DOCUMENT PASSAGE:
★ ★ ★

Winning the War They Want to Forget

COMMENTARY Asia

Winning the War They Want to Forget

Sep 9, 2012 2 min read
COMMENTARY BY
James Jay Carafano

Senior Counselor to the President and E.W. Richardson Fellow

James Jay Carafano is a leading expert in national security and foreign policy challenges.

"You're fired."

No, we're not talking Donald Trump. We're talking Afghan President Hamid Karzai, who has been slicing and dicing his national security team with gusto. On Aug. 28, he dismissed his national intelligence chief. Earlier that month, he'd dumped the defense and interior ministers.

Karzai has scant time to pull a new team together. Combat forces from the United States and other countries are headed for the exits. The plan is for the Afghan army and police forces to keep the Taliban, al Qaeda and all their buddies at bay.

Certainly that's the right aspiration. Clint Eastwood was right when he told an empty chair not to copy the Russians. But America's plan was never to mimic the Soviet scheme of creating a conquered client state. Our goal always was to leave a place where communities could protect themselves, secure their own future, and deny haven to terrorists who might threaten them and us. That is how Americans are supposed to walk away from war.

★ ★ ★

INFORMATION PROVIDED:
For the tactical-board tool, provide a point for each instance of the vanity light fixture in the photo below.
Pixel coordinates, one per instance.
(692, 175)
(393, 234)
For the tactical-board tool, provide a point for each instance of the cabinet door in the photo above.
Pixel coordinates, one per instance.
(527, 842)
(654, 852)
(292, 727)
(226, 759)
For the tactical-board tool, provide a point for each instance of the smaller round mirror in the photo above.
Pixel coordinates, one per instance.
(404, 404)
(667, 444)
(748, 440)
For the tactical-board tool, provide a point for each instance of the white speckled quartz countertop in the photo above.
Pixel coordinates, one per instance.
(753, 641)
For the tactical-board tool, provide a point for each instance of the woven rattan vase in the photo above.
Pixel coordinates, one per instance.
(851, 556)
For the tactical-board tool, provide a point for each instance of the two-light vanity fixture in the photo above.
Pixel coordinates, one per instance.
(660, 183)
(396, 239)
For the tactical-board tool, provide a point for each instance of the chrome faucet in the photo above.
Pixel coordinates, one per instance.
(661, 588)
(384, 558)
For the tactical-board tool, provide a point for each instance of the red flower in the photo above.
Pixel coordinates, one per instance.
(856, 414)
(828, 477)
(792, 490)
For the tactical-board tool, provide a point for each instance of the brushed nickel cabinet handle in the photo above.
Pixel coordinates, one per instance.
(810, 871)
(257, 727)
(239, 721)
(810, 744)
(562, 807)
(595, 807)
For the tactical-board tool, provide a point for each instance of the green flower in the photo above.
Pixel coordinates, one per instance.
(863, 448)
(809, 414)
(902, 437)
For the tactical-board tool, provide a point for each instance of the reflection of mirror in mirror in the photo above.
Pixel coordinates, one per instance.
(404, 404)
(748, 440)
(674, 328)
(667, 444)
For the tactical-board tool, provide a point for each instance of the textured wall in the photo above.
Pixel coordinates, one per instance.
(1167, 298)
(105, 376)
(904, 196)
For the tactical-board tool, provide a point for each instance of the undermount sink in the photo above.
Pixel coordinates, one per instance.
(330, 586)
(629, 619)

★ ★ ★

WORK INSTRUCTIONS: Reproduce the stretch of the Afghanistan commentary from "Senior Counselor to" through "and interior ministers.". The entries have nothing to do with the commentary.

RESPONSE TO THE EXERCISE:
Senior Counselor to the President and E.W. Richardson Fellow

James Jay Carafano is a leading expert in national security and foreign policy challenges.

"You're fired."

No, we're not talking Donald Trump. We're talking Afghan President Hamid Karzai, who has been slicing and dicing his national security team with gusto. On Aug. 28, he dismissed his national intelligence chief. Earlier that month, he'd dumped the defense and interior ministers.